* CHALLENGE 1: Show every line of the records that contains the string "tree". Case counts.

* TEXT EXCERPT:
Microformats Search · The Microformats kids all have really great hair, and the coolest acronyms; still, up till now, it’s all only occasionally seemed plausible to me. But this new Technorati microformat search thing, I look at it and for the first time really think “This could be big”. For example, look at kitchen.technorati.com/event/search/vancouver (even the URI is interesting). It looks like some “sort-by” buttons and authority and keyword filters would improve things; and if this catches on some Monday the spammers will be there by Wednesday. But still, we could be seeing it happen: small pieces combining to produce something really, really big. [Disclosure: I have a conflict of interest with respect to Technorati.]
 
Bloglines · So, Bloglines has launched their blog search thing and, of all the blog search engines I have tried, this is one of them. Paul Querna says that it’s better because it doesn’t do tags. Uh, OK. Anyhow, congrats; now that this triumph has been recorded, maybe that will free up some Bloglines cycles for fixing the actual core offering that makes them interesting, that millions of people use to cruise the blogosphere, that I used to recommend to everyone, and that Sam Ruby just broke again? I would really like to be a friend of Bloglines.
 
The Future Search Market · Recently, I learned that search providers pay for traffic, which makes all sorts of sense in a world where they’re offering approximately equal levels of service. So, where to from here? I can see the opportunity to build a near-perfect market. (Please note for the record that in this piece, I agree with Nicholas Carr) ...
 
Search For Sale · In response to yesterday’s Buying Search Traffic, Russell Beattie (who works for Yahoo) writes: Search is already determined by who pays the most for it! Everywhere you see a search box with a Google logo, be sure that there's a competitor out there that will pay for the same spot—because search advertising is so monetizable. Google is everywhere because they're paying for it. Wow, I had no idea. Now, this is just one person’s voice, but I’m running it because I think Russell is probably in a position to know, and is honest in my experience. Anyone else want to confirm or refute? [Ah, Om Malik was on the story back in September.]
 
Buying Search Traffic · On impulse, I just twiddled the ongoing software on my staging server so that when you do a search in the little box up at the top, it goes to Yahoo not Google. I ran a bunch of searches, and in terms of result quality, there was nothing to choose from between them. Yahoo seemed a little fresher; on this Sunday it had Friday’s entries pretty well indexed, while Google was only half there; they’re both OK for Thursday. So, at this moment in time, my search box, and a zillion others like it, are pointing to Google just because that’s the way we set it up, and it’s actual real work to go changing production systems, and the competition so far isn’t significantly better. I have no idea what the proportion of search coming through this kind of thing is, as compared to the volume going through the search-engine home pages. I bet that if you count the toolbars on the browsers, it’s getting up there. Via Google’s AdSense For Search, you can already get paid for sending searches to Google. I won’t use it, though, because if I read the terms and conditions correctly, you have to include a Google logo. Screw that; I like my minimalist little search box, and nobody but me and my employer get any branding here. I’m sure Yahoo has a competitive offering, but I haven’t tracked it down. I’ll tell you one thing for sure though; if the search engines retain their quality-of-service parity, pretty soon the traffic will be dealt out totally based on who’s willing to pay the most for it. Where can I buy shares in Firefox?

* DATA FOR PROCESSING:
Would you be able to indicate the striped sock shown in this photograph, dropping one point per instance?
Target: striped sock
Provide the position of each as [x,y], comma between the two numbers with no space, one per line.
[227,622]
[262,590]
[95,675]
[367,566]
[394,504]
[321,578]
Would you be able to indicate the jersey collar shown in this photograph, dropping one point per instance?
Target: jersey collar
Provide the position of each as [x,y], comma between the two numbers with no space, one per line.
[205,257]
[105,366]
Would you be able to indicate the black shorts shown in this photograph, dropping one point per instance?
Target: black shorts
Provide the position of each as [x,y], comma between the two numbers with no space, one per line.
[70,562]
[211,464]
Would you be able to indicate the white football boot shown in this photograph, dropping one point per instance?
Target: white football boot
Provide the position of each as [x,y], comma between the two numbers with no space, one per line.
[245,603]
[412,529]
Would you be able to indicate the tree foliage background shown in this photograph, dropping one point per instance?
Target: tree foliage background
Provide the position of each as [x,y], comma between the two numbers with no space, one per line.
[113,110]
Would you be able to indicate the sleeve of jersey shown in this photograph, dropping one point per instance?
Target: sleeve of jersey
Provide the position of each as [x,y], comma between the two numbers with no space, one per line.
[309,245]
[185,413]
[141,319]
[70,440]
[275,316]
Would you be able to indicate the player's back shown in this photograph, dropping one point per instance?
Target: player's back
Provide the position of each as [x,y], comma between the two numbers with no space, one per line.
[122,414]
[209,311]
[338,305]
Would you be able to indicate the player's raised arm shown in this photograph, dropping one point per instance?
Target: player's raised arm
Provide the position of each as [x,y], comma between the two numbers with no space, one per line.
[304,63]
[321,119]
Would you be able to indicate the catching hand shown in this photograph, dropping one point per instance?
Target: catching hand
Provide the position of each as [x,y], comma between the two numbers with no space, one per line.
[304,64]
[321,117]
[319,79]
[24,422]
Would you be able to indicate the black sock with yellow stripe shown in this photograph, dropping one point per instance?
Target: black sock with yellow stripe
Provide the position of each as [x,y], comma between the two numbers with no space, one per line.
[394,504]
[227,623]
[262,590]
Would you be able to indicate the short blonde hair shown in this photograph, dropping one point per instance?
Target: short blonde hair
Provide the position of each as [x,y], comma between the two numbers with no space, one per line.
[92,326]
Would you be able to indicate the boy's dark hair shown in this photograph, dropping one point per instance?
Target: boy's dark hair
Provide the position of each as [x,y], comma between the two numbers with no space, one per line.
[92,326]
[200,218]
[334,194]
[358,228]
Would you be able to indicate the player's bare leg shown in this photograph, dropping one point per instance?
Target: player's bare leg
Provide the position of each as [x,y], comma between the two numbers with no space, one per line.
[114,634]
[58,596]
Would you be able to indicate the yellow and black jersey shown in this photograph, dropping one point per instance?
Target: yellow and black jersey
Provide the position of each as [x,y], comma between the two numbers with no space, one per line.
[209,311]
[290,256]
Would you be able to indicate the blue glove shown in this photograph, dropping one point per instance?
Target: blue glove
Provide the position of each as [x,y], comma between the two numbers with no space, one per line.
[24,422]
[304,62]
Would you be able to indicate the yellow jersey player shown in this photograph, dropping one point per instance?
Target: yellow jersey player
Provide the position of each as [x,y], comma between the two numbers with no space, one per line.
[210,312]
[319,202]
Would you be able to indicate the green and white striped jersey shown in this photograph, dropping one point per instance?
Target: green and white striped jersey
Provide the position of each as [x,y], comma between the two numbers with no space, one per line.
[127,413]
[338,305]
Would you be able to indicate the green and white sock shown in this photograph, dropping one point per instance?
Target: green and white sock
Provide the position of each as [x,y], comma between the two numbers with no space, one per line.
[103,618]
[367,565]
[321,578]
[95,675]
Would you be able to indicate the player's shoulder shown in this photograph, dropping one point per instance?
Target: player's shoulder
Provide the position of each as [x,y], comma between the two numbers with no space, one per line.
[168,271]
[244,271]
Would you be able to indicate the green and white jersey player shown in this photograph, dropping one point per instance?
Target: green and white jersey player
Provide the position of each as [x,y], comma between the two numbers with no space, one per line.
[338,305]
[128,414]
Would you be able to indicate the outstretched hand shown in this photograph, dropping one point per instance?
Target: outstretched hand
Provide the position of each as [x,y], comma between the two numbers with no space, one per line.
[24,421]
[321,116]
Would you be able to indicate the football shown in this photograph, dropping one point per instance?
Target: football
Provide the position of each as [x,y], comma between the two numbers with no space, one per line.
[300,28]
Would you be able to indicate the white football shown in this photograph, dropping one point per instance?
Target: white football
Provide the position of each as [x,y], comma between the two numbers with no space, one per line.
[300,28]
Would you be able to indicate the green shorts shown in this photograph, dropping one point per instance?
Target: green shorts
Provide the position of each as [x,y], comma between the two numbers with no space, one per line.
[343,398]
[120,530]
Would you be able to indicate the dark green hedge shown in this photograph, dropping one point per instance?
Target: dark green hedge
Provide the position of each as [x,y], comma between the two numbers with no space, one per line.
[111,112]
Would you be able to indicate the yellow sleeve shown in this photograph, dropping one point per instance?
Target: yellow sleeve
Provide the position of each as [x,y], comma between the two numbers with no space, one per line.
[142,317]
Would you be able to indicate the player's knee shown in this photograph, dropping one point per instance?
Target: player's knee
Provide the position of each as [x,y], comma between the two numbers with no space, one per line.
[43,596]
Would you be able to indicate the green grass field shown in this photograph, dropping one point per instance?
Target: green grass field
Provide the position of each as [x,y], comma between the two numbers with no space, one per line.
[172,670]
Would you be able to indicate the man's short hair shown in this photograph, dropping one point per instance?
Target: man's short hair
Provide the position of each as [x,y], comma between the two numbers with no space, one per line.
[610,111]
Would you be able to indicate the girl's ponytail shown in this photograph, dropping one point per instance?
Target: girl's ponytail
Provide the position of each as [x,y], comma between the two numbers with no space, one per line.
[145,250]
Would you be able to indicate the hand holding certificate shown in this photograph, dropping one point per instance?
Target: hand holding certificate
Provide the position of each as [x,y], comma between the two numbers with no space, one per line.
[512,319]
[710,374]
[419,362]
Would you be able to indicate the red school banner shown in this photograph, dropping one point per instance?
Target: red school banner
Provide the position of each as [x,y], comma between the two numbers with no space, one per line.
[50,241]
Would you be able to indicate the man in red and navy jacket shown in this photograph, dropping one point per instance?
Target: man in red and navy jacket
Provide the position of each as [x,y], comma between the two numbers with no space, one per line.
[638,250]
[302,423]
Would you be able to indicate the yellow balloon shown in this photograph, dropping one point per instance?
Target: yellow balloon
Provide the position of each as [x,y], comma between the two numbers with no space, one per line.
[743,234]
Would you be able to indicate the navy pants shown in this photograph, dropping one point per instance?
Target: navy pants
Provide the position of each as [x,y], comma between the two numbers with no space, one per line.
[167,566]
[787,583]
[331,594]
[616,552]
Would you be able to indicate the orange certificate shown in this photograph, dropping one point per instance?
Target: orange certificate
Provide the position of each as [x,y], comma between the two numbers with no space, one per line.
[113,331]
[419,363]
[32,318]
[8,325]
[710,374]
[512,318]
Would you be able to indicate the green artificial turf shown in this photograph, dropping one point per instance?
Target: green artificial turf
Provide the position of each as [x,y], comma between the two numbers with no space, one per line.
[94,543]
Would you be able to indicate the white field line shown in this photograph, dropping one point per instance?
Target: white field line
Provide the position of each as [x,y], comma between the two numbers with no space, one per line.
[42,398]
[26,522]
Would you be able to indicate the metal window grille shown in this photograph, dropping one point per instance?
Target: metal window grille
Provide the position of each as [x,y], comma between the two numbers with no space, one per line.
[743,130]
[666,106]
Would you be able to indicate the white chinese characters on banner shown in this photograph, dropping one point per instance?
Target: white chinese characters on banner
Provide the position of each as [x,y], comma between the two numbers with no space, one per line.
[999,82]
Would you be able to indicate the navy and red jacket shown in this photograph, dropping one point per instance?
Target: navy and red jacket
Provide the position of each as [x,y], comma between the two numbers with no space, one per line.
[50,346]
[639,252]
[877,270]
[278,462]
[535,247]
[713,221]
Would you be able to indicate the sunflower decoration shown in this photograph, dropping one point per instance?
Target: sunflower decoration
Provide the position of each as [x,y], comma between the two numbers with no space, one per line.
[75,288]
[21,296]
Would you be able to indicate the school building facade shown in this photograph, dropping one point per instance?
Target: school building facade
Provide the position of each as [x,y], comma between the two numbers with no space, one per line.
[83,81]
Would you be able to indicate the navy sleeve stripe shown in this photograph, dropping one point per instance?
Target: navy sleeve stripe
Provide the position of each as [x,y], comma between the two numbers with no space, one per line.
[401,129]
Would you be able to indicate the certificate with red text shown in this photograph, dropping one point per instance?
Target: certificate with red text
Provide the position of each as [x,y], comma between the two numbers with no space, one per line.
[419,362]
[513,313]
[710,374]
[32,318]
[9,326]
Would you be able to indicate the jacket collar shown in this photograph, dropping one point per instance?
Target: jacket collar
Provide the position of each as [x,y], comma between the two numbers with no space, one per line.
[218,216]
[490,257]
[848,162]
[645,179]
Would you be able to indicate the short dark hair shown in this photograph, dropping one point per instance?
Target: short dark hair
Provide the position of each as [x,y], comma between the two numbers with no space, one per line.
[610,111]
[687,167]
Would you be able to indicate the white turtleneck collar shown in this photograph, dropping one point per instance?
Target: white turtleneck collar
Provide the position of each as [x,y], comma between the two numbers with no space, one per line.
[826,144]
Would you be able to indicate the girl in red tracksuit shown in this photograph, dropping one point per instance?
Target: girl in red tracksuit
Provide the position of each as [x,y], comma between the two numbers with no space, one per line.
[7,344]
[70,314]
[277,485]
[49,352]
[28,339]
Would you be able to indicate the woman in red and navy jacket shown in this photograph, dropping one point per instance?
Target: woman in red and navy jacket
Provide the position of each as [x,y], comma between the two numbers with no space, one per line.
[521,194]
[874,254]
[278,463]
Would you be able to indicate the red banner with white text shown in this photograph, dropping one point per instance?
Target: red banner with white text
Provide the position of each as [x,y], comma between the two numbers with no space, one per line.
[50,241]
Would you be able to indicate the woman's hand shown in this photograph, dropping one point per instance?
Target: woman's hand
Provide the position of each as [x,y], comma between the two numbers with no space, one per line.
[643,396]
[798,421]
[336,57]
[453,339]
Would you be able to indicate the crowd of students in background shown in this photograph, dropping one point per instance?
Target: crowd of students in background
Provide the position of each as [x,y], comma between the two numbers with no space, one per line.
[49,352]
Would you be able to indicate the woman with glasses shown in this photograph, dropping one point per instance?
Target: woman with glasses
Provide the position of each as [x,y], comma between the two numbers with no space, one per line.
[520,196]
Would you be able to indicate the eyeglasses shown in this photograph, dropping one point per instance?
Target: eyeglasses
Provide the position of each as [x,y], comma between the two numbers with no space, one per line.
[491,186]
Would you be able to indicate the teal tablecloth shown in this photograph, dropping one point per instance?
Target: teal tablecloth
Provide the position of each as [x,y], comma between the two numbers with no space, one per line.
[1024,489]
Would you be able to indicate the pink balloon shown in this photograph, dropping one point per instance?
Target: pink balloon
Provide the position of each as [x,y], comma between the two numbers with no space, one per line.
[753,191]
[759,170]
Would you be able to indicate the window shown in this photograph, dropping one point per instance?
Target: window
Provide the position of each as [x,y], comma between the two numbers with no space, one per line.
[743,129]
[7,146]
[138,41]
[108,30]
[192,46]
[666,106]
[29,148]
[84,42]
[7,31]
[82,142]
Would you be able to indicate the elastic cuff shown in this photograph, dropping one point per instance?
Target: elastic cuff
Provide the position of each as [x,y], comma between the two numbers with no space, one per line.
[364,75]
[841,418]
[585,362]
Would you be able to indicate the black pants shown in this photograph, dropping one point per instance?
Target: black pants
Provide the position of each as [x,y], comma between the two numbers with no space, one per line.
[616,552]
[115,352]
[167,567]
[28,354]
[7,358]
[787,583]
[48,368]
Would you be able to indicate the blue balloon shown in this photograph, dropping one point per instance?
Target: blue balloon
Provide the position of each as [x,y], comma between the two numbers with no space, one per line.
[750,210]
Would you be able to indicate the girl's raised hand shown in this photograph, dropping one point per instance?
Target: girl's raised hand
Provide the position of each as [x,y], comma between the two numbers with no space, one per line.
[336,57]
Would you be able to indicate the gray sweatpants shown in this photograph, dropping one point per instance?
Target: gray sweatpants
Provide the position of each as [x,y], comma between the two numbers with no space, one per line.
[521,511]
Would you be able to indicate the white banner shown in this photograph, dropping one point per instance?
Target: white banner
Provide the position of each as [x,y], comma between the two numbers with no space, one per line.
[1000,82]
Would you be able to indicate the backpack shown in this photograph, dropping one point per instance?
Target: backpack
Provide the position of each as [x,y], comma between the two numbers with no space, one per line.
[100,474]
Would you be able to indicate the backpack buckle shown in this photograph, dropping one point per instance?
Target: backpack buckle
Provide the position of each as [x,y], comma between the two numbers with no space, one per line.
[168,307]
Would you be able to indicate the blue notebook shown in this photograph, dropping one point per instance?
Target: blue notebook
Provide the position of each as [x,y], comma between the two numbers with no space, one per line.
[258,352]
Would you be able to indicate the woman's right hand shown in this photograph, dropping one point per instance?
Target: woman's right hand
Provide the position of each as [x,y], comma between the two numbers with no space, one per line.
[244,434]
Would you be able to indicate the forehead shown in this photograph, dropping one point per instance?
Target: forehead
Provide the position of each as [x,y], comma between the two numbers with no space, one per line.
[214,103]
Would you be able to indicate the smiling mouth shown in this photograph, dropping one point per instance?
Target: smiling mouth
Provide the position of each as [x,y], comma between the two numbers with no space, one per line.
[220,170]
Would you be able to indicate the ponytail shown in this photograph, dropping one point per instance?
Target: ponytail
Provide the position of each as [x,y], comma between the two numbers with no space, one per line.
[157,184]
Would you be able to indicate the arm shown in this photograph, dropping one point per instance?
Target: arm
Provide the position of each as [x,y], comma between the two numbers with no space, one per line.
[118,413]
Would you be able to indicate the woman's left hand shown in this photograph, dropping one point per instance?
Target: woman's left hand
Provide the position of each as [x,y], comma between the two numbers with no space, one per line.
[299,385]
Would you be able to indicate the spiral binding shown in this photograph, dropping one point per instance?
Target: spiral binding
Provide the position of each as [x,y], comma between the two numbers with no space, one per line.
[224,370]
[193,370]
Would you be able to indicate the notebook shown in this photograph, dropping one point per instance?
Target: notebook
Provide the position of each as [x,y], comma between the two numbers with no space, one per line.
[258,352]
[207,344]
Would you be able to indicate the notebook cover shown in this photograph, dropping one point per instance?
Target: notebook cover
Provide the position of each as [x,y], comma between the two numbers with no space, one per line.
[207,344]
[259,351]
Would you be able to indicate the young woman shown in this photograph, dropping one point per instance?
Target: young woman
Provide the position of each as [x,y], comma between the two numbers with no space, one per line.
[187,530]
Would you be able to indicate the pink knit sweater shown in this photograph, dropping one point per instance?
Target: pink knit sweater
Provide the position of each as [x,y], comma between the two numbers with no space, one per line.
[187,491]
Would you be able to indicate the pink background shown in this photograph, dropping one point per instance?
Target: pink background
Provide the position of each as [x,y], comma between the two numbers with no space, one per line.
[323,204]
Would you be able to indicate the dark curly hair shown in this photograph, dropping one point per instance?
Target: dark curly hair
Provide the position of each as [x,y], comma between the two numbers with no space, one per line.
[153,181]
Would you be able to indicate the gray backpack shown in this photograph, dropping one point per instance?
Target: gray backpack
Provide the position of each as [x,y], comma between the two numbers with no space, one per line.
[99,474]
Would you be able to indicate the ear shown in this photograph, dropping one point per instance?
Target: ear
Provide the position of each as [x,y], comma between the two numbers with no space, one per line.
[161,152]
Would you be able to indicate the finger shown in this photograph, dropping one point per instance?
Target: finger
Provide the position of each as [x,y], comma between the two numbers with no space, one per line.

* CHALLENGE 2:
Answer these questions from the search posts:
(a) When the writer changed the search box on the staging server, which search engine did it send searches to?
(b) Who does the writer say works for Yahoo?
(c) According to Paul Querna, why is the Bloglines search better?

* COMPLETE RESPONSE 1:
Would you be able to indicate the tree foliage background shown in this photograph, dropping one point per instance?
Target: tree foliage background

* COMPLETE RESPONSE 2:
(a) Yahoo
(b) Russell Beattie
(c) Because it doesn't do tags